◆ WORKING DATA ◆

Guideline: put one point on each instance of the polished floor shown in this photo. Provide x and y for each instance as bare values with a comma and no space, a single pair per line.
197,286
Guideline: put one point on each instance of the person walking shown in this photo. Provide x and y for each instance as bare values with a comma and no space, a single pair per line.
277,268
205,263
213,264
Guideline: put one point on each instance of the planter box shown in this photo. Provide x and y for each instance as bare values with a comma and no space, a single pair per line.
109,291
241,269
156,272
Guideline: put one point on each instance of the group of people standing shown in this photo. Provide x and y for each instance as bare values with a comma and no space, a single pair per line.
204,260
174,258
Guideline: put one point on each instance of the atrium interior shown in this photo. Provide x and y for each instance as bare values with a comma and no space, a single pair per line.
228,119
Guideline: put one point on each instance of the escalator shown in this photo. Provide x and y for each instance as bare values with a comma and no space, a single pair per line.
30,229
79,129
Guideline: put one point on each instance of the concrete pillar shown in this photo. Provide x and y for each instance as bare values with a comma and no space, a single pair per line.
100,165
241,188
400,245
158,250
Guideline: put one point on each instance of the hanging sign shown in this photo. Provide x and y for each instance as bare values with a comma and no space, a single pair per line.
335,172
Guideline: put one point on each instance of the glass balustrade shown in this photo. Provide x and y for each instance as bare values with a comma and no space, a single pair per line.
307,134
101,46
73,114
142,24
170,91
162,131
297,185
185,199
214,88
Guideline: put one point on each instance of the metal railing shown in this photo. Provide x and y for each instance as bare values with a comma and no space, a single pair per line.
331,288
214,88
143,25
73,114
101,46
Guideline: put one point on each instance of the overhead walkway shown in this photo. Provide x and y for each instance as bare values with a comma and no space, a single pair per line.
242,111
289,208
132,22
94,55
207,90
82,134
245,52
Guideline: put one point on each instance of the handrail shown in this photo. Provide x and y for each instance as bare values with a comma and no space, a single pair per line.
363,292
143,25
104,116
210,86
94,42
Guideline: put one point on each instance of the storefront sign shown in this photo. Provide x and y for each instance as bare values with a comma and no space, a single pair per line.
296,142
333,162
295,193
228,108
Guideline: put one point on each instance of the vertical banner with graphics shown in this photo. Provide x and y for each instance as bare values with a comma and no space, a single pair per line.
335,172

◆ YOUR GOAL ◆
The lines you need run from the one containing "Guideline: put one point on each instance of the storefront" to the end of the listing. Output exactly those, both ends included.

◆ PROBLEM SOLUTION ◆
Guideline: put one point on each instance of the storefront sign shown in this photo. Provide x and y for each instance as bare values with a comma and no space, a single pair per line.
296,142
333,162
295,193
228,108
Guideline: put one point on each instance of the vertical banner with graphics shown in this photo. Provide x and y for each instance as bare values with a comma and no space, a single pair per line.
335,172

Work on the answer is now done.